INSTRUCTIONS TO FOLLOW:
Please copy the part of the Nissan debt factbox starting at "Analysts, however, say" and ending at "Renault in 1999.", word for word.

Factbox: Rated One Notch Above Junk, Nissan Can Still Repay Its Debt
The automaker warned in July of a record 470 billion yen ($4.5 billion) operating loss for the year to March 2021 and its lowest sales in a decade, as global auto sales slumped.
Both Moody’s Investors Service and S&P Global rate Nissan’s debt at Baa3 and BBB-, respectively, one step above non-investment grade. Both agencies have negative outlooks on the debt.
Analysts, however, say Nissan has the ability to repay its debt, at least in the short term. S&P analyst Katsuyuki Nakai said Nissan’s short-term liquidity remains at a high level due to its ties with banks.
“We see Nissan’s close relationship with banks will not change,” Nakai said.
The company reports quarterly results on Thursday, where analysts expect it to trim its full-year loss forecast.
FOREIGN BOND SALE
The automaker’s ample cash is partly due to a big foreign bond sale in September, said Kousuke Okajima, a credit analyst at Nomura Securities. But the bonds, which have relatively high coupons, have also boosted its debt-payment burden, he added.
Nissan sold $8 billion of dollar-denominated debt and 2 billion euros of bonds in September, its first foreign-currency denominated bonds since the automaker’s alliance with France’s Renault in 1999.
It offered 4.81% interest on $2.5 billion of 10-year bonds and 4.345% on the same amount of seven-year debt, according to the company. The eight-year, 750 million euros bonds had a 3.201% coupon at the time of the sale.

INFORMATION PROVIDED:

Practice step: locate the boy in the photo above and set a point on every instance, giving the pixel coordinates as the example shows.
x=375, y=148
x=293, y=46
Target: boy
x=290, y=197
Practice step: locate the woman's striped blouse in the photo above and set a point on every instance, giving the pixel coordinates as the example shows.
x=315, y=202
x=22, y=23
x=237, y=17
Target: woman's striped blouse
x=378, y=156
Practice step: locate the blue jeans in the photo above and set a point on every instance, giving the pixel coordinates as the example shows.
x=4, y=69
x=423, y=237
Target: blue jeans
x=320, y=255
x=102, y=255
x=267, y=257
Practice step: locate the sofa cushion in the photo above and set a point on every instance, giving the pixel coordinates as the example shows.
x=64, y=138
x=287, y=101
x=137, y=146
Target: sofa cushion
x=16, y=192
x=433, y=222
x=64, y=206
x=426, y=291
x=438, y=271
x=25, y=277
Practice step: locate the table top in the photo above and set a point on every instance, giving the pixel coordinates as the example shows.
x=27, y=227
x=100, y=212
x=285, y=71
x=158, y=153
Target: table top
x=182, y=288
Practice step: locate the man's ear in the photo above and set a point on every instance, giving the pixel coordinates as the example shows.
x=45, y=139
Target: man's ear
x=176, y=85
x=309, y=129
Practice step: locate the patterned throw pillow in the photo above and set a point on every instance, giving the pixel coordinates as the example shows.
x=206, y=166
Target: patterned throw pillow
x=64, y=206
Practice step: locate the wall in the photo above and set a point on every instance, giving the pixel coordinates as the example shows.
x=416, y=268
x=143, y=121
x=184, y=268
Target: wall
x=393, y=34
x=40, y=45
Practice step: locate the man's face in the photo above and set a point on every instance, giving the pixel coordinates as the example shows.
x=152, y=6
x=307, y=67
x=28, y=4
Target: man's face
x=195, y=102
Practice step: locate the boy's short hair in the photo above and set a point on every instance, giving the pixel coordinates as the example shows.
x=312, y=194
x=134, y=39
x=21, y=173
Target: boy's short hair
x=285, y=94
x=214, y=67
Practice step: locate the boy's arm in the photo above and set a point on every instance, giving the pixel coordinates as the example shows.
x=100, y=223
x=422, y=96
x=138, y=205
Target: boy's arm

ANSWER:
Analysts, however, say Nissan has the ability to repay its debt, at least in the short term. S&P analyst Katsuyuki Nakai said Nissan’s short-term liquidity remains at a high level due to its ties with banks.
“We see Nissan’s close relationship with banks will not change,” Nakai said.
The company reports quarterly results on Thursday, where analysts expect it to trim its full-year loss forecast.
FOREIGN BOND SALE
The automaker’s ample cash is partly due to a big foreign bond sale in September, said Kousuke Okajima, a credit analyst at Nomura Securities. But the bonds, which have relatively high coupons, have also boosted its debt-payment burden, he added.
Nissan sold $8 billion of dollar-denominated debt and 2 billion euros of bonds in September, its first foreign-currency denominated bonds since the automaker’s alliance with France’s Renault in 1999.